--- begin Material provided ---
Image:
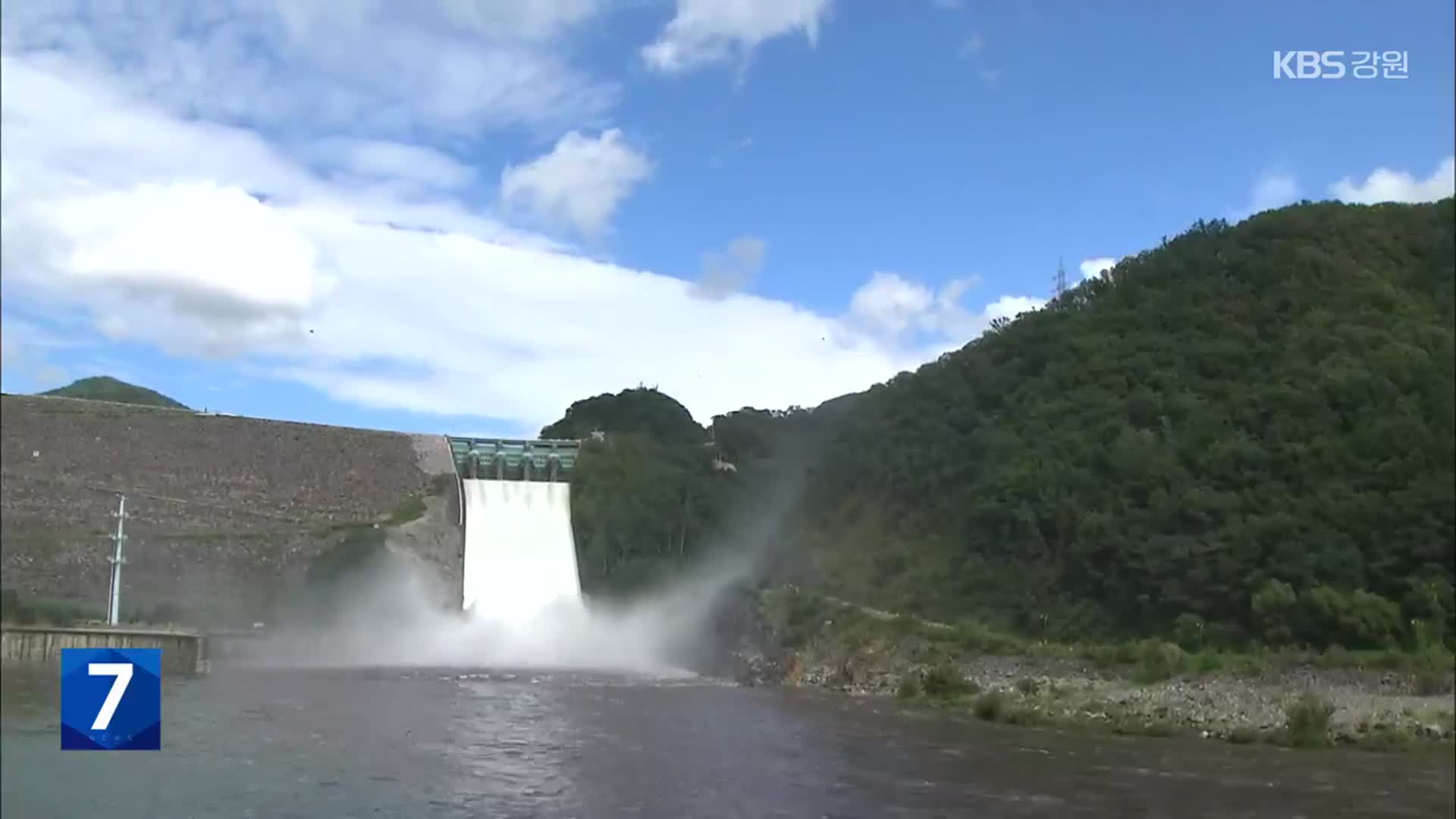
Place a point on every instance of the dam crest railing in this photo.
(514, 460)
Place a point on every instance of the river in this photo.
(444, 744)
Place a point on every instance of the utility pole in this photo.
(114, 607)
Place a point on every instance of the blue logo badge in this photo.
(111, 698)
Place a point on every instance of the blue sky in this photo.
(755, 203)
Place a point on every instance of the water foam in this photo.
(520, 556)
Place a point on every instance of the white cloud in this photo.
(893, 308)
(1095, 267)
(580, 183)
(1385, 186)
(733, 268)
(147, 226)
(714, 31)
(1272, 190)
(370, 67)
(379, 161)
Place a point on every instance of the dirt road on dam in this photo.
(224, 513)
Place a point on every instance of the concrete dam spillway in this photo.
(520, 556)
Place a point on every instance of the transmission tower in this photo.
(1060, 280)
(114, 602)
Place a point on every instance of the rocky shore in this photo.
(1367, 706)
(1365, 703)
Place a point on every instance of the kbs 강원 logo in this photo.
(111, 698)
(1334, 64)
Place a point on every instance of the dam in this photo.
(520, 554)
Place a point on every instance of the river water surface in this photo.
(446, 744)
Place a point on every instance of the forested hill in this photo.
(107, 388)
(1247, 430)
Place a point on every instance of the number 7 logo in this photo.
(118, 689)
(111, 698)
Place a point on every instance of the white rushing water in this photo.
(520, 556)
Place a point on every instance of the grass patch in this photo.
(1307, 722)
(946, 681)
(44, 611)
(411, 507)
(360, 547)
(443, 484)
(990, 706)
(1159, 661)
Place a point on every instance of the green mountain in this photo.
(1248, 430)
(107, 388)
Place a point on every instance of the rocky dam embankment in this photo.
(224, 515)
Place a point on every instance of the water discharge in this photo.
(520, 557)
(520, 602)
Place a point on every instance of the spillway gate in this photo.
(514, 460)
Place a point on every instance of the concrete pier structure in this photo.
(182, 651)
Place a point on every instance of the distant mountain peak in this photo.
(107, 388)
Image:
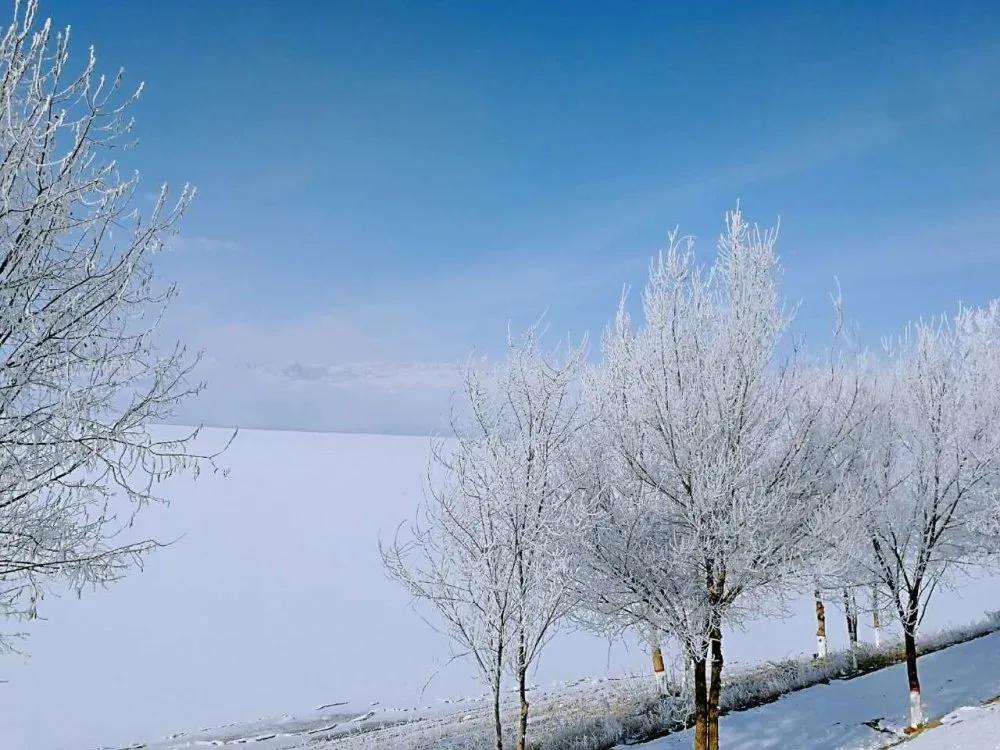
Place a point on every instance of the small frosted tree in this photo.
(80, 378)
(933, 462)
(486, 557)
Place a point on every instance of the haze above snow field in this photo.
(273, 600)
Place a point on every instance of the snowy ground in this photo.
(842, 714)
(968, 727)
(273, 601)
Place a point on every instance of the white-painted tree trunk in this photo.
(916, 709)
(821, 647)
(876, 618)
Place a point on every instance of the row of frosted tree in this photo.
(701, 470)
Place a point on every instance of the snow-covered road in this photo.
(836, 716)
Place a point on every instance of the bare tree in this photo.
(487, 555)
(933, 463)
(80, 377)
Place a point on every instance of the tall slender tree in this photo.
(933, 462)
(485, 554)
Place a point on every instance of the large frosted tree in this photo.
(80, 377)
(723, 450)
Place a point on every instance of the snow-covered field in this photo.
(272, 602)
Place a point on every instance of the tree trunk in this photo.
(910, 645)
(698, 664)
(715, 689)
(659, 672)
(522, 669)
(496, 716)
(821, 650)
(876, 618)
(851, 613)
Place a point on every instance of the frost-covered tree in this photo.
(80, 377)
(723, 452)
(933, 463)
(486, 556)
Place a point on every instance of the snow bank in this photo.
(968, 727)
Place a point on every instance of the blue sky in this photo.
(383, 186)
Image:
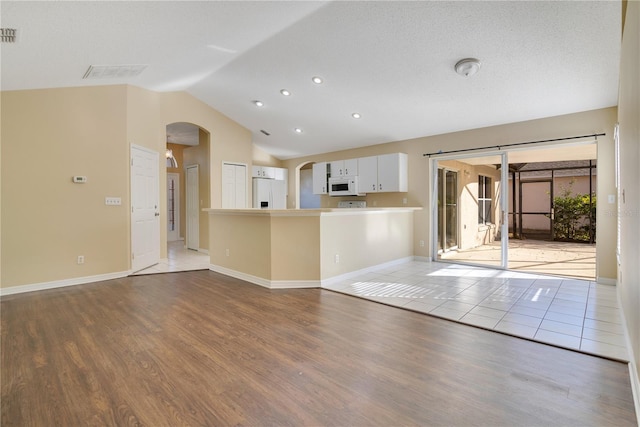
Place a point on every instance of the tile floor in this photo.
(178, 258)
(570, 313)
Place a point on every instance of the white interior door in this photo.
(145, 213)
(193, 208)
(234, 186)
(173, 207)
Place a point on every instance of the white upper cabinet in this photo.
(263, 172)
(343, 168)
(320, 178)
(385, 173)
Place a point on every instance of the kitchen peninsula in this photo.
(303, 248)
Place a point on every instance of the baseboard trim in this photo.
(265, 283)
(62, 283)
(346, 276)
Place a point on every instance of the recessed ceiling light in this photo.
(467, 67)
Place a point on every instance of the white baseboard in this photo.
(633, 367)
(62, 283)
(345, 276)
(606, 281)
(270, 284)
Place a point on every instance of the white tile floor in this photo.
(178, 258)
(569, 313)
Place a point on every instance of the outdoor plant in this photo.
(571, 220)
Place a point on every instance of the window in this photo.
(484, 200)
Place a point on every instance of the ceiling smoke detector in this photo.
(8, 35)
(467, 67)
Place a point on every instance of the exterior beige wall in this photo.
(48, 136)
(629, 119)
(589, 122)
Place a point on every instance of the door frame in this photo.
(504, 200)
(192, 236)
(175, 235)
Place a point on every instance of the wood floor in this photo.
(200, 348)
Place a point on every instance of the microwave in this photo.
(343, 186)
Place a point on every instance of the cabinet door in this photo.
(351, 167)
(256, 172)
(336, 168)
(392, 172)
(368, 174)
(320, 178)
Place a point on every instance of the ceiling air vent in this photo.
(8, 35)
(113, 71)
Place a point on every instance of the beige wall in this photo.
(589, 122)
(629, 119)
(362, 241)
(50, 135)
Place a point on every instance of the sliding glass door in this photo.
(469, 209)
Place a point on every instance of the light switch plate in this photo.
(113, 201)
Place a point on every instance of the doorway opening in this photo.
(534, 211)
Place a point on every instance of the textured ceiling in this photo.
(390, 61)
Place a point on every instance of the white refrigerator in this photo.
(269, 194)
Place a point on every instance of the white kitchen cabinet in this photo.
(320, 178)
(384, 173)
(343, 168)
(263, 172)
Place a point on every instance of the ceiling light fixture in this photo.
(171, 160)
(467, 67)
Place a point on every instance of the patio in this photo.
(566, 259)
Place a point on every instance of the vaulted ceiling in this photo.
(391, 62)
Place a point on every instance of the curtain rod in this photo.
(515, 144)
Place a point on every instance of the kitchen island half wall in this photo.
(303, 248)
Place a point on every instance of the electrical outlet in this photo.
(113, 201)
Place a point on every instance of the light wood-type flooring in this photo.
(200, 348)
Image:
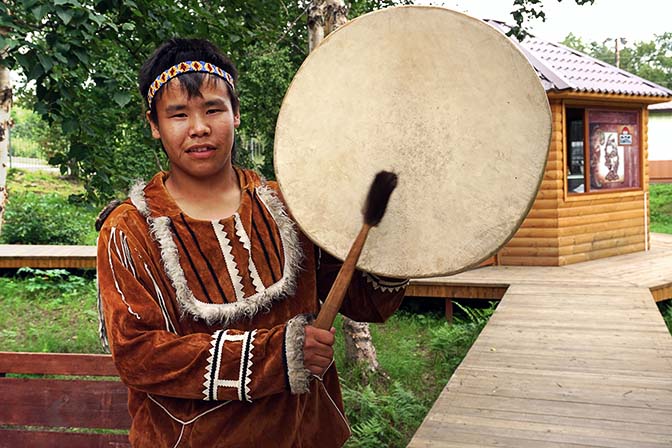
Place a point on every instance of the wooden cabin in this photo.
(660, 142)
(593, 200)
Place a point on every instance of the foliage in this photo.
(48, 311)
(419, 353)
(524, 10)
(665, 308)
(82, 56)
(27, 133)
(649, 60)
(660, 203)
(382, 419)
(42, 210)
(43, 219)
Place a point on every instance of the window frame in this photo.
(602, 193)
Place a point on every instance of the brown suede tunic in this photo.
(205, 321)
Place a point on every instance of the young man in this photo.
(207, 286)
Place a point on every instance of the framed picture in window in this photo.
(613, 149)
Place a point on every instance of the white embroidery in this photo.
(247, 244)
(114, 277)
(231, 265)
(162, 303)
(385, 285)
(226, 313)
(212, 370)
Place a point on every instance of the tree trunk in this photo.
(325, 16)
(5, 125)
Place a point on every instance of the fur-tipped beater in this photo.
(378, 197)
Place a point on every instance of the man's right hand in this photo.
(318, 351)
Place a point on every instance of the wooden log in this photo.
(609, 234)
(540, 203)
(532, 232)
(597, 227)
(594, 255)
(574, 221)
(608, 199)
(528, 261)
(542, 213)
(57, 364)
(532, 242)
(51, 439)
(565, 212)
(532, 252)
(601, 245)
(552, 184)
(64, 403)
(540, 223)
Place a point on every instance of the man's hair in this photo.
(178, 50)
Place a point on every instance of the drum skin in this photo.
(444, 100)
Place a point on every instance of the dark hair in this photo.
(178, 50)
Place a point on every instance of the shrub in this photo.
(44, 219)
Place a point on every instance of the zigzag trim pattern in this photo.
(226, 313)
(231, 265)
(247, 244)
(212, 382)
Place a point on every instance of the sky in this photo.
(634, 20)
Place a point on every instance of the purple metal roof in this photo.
(661, 106)
(561, 69)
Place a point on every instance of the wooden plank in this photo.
(48, 439)
(57, 364)
(47, 256)
(584, 363)
(64, 403)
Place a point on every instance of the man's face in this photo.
(197, 133)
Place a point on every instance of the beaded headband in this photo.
(182, 68)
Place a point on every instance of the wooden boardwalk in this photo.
(575, 356)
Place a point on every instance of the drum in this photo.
(442, 99)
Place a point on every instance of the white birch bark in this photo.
(5, 125)
(325, 16)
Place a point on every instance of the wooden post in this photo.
(449, 310)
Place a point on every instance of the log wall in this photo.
(562, 229)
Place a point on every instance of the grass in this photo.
(660, 201)
(55, 311)
(58, 194)
(48, 311)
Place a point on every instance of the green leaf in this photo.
(122, 98)
(65, 15)
(40, 11)
(46, 61)
(81, 55)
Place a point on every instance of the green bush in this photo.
(44, 219)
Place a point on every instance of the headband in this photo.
(182, 68)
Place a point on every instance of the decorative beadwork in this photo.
(182, 68)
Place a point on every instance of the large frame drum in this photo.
(444, 100)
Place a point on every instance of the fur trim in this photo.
(227, 313)
(137, 196)
(295, 335)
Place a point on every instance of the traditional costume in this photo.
(205, 321)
--- end Material provided ---
Could you copy out the material word for word, from its first line up to and including the line with "(1365, 703)", leaving the pictures out?

Image:
Place a point on every instance of the dam crest railing in this photo.
(514, 460)
Place a point on every instance of the river in this photo.
(444, 744)
Place a point on every instance of the utility pole in this photo.
(114, 607)
Place a point on every instance of the blue logo badge in this photo.
(111, 698)
Place a point on every instance of the blue sky in this photo.
(755, 203)
Place a point on every instance of the water foam in this photo.
(520, 556)
Place a point on every instance of the white cloud in this photo.
(893, 308)
(1095, 267)
(580, 183)
(1385, 186)
(733, 268)
(147, 226)
(714, 31)
(1272, 190)
(370, 67)
(379, 161)
Place a point on every instance of the dirt road on dam in this photo.
(224, 513)
Place a point on every instance of the concrete dam spillway in this photo.
(520, 556)
Place a point on every instance of the transmission tower in this photo.
(1060, 280)
(114, 602)
Place a point on every instance of the rocky shore in this photo.
(1367, 706)
(1365, 703)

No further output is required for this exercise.